_What the task requires_.
Quote each line of the material verbatim, without the pictures.

Data items

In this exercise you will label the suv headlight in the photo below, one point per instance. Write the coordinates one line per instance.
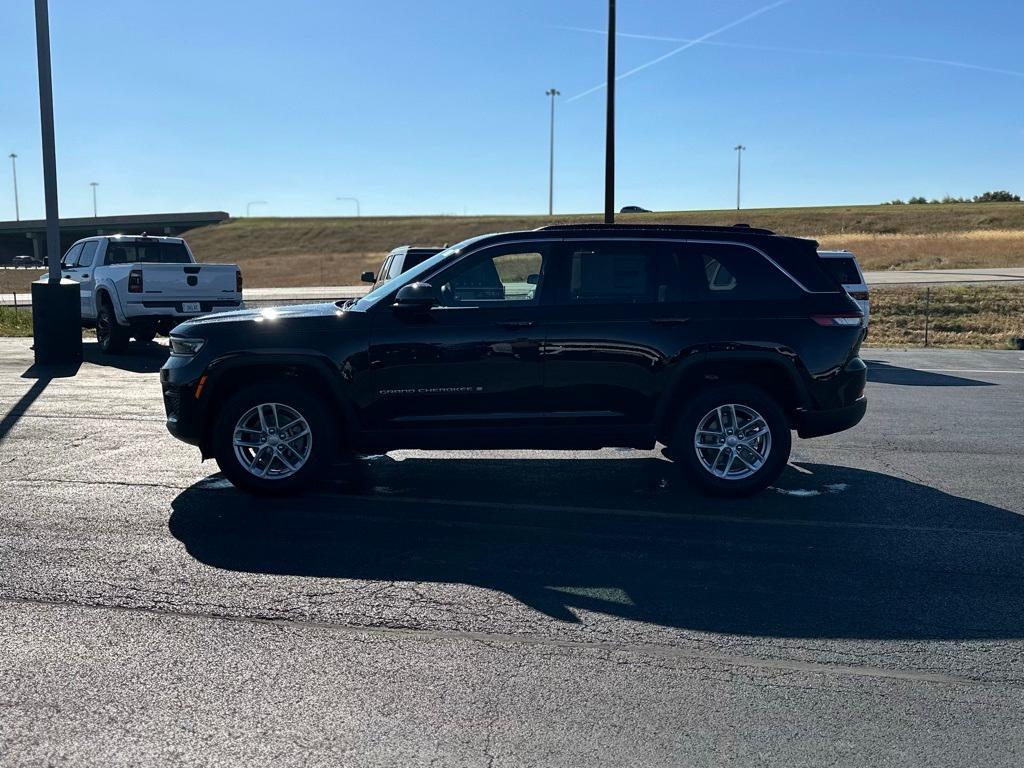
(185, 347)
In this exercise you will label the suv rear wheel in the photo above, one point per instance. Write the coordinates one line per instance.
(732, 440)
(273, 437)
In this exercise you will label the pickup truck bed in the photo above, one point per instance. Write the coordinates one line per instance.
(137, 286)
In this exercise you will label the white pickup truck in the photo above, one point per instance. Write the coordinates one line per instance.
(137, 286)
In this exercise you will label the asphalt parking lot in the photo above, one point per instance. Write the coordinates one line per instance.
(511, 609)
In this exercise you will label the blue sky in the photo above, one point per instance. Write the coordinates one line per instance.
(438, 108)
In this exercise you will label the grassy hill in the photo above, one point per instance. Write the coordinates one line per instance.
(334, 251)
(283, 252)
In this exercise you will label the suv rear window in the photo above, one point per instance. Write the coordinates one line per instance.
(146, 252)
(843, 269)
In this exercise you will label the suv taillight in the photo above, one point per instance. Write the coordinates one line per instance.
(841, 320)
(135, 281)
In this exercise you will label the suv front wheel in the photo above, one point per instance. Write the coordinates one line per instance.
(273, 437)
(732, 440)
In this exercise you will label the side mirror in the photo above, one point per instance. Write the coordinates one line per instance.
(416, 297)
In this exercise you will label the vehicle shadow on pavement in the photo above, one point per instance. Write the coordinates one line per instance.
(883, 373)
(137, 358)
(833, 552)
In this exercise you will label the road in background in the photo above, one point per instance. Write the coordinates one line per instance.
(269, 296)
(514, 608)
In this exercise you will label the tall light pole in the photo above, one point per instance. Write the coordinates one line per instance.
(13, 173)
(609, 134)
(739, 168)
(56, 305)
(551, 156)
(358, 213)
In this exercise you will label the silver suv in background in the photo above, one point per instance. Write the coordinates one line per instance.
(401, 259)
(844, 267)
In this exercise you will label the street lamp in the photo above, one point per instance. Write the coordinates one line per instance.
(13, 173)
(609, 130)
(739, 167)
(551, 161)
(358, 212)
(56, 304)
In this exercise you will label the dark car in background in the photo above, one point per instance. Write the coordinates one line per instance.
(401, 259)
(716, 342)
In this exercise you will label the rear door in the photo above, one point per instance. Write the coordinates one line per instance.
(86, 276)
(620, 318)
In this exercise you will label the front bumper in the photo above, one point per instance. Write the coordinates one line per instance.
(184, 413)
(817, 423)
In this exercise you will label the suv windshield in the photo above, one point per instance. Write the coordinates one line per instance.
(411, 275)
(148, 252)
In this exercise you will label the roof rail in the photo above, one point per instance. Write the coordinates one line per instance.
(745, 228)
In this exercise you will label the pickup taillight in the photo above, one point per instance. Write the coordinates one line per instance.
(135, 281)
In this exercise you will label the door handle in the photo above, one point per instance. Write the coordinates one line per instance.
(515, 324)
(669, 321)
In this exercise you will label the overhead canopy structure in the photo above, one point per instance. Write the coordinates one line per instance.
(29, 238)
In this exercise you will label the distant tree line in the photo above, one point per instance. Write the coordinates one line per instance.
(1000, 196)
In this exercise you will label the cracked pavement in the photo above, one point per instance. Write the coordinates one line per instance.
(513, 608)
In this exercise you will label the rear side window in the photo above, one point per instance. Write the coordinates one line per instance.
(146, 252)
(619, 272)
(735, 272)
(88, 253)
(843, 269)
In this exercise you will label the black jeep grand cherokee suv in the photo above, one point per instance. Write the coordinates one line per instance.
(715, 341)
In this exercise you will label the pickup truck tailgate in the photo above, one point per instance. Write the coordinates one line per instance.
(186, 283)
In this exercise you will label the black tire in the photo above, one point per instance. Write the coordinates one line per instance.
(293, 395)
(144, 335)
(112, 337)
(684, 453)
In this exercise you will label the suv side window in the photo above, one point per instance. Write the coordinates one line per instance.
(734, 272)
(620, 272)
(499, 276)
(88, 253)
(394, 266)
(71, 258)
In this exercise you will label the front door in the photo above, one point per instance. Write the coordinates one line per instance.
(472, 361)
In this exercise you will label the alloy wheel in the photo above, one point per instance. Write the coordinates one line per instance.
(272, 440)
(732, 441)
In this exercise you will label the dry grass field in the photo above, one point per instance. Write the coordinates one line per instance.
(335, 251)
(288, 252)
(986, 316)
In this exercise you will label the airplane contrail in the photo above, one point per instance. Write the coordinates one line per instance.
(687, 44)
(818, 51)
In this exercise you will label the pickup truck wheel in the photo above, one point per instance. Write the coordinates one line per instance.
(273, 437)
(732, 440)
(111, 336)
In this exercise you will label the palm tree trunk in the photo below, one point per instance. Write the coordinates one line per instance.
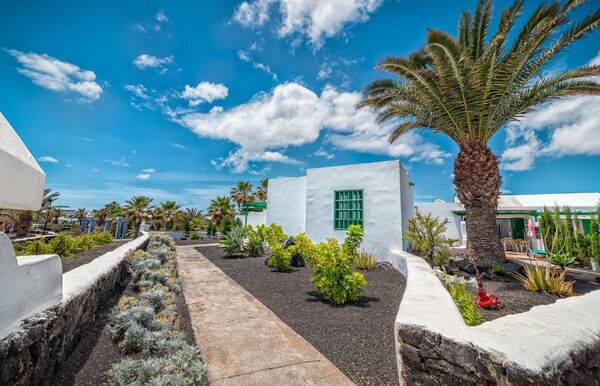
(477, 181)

_Solution to this task_.
In this exercise you will label the suv headlight in the photo below, one point per instance. Write the coordinates one line per instance.
(185, 347)
In this exercise you will label the suv rear wheel in the photo above, one point per instance. Write the coordinates one line per instance.
(732, 440)
(273, 437)
In this exercise you will label the pickup truck bed in the photo above, one point per instance. Write the coordinates one line per instance.
(137, 286)
In this exercise you will label the white pickup truck in the photo above, one point per instance. Write the coordinates one line per instance.
(137, 286)
In this exercise you will label the asphalt parking lot in the photo above, one point per instance. Write the coordinates one line per instance.
(511, 609)
In this exercise you will label the blue sky in the photo above, one point per instance. Write the coordinates one line per instance.
(438, 108)
In this exercise you will label the grassy hill in the photo above, one point per instance. Write the coordinates one line per instance.
(334, 251)
(283, 252)
In this exercise you will label the suv rear window in the photo above, one point per instance. Write the coordinates one line per instance.
(146, 252)
(843, 269)
In this exercise you will label the suv taillight in the photo above, one point per instance. Write the coordinates one line per instance.
(841, 320)
(135, 281)
In this exercise you will label the suv front wheel in the photo above, one point per instance. Write the coordinates one line per instance.
(273, 437)
(732, 440)
In this exercise you will label the side mirror in the photo above, one point per instance. Write the coordinates one line per instance.
(416, 297)
In this exercise you will label the vehicle shadow on pavement in the photo above, one point per instance. Write the coordinates one line per instance.
(883, 373)
(137, 358)
(833, 552)
In this exercise you will label the road in background in the photo above, one point per instance. Write the coordinates one line per instance.
(269, 296)
(514, 608)
In this exercise you will label the tall light pole in the photo above, one point per instance. Write the coordinates one line per instance.
(13, 173)
(609, 134)
(739, 168)
(56, 305)
(551, 156)
(358, 213)
In this exercise you will label the silver suv in background in the photo above, one point per instance. Write the coordinates one line per instance.
(401, 259)
(844, 267)
In this exercise you will label the street lamp in the photo above, one point per instance. Write the coordinates one line per instance.
(13, 173)
(609, 130)
(739, 167)
(551, 161)
(358, 212)
(56, 304)
In this exercise you will label the dark car in background in the photo above, one point per instance. Write the coordinates one line per instance.
(401, 259)
(716, 342)
In this exercise you will label the rear door in the photo above, one point per instance. Write the coordinates one line per instance.
(86, 276)
(620, 318)
In this exercise you will label the front bumper in the photo above, one point per instance. Write the coordinates one line per instance.
(184, 413)
(817, 423)
In this exercise you will label the suv windshield in the photo above, one point per instance. Write the coordinates one line per instance.
(411, 275)
(148, 252)
In this exercise you will label the roof rail in the photo above, one point per instance. Write the coordinates one line per instance.
(745, 228)
In this exercise you will label the pickup taillight in the photo above, one point per instance. Write the coordinates one line per instance.
(135, 281)
In this exercise you will label the door handle in the photo above, one point per instance. Write the coordinates one line per instance.
(515, 324)
(669, 321)
In this exercise you will label the overhead canopy structure in the photo above, one point per instance. Write the coordinates one line per instance.
(29, 238)
In this exercise you will label the distant tree line in the photo above, one point per instance. Write the coordinates one line per instance.
(1000, 196)
In this exercise you will label the cracked pavement in the photo above, one point per instance. Write the coordinates one line per instance.
(513, 608)
In this exercise you will label the rear side window in the photo above, one point per instance. Write the coordinates one line per instance.
(146, 252)
(619, 272)
(735, 272)
(88, 253)
(843, 269)
In this exercise you will label the black jeep grand cherokee suv in the photo above, one point per instance. Write the coordinates one line per instance.
(715, 341)
In this exercise you will label the pickup truck tailgate in the photo above, one point per instance. Write the coordinates one line per instance.
(186, 283)
In this exercise you will label the black tire in the photo above, one point per instance. Write the coordinates one line per instance.
(293, 395)
(144, 335)
(112, 337)
(684, 453)
In this exercise you will label the suv side window in the photo above, one point per instance. Write the coordinates one line per instance.
(734, 272)
(620, 272)
(499, 276)
(88, 253)
(394, 266)
(71, 258)
In this exercise you will label the front door in the photo above, one point per instance. Write the coordinates one line per instance.
(472, 361)
In this exercise you will label the alloy wheel in the photo above, one point per instance. Write the coordinates one line per instance.
(272, 440)
(732, 441)
In this exercise you will label the dry grass field in the photo above, one point per instance. Write the coordinates one line per instance.
(335, 251)
(288, 252)
(986, 316)
In this exercise you will label the airplane contrail in the photo above, one point per instance. Write the coordinates one line per instance.
(687, 44)
(818, 51)
In this exercise you will label the pickup truck wheel in the photo above, one point per instance. Write the coordinates one line per instance.
(273, 437)
(732, 440)
(111, 336)
In this exercise you will label the palm tree trunk in the photo below, one point per instance. Write the coordinates one line per instance.
(477, 181)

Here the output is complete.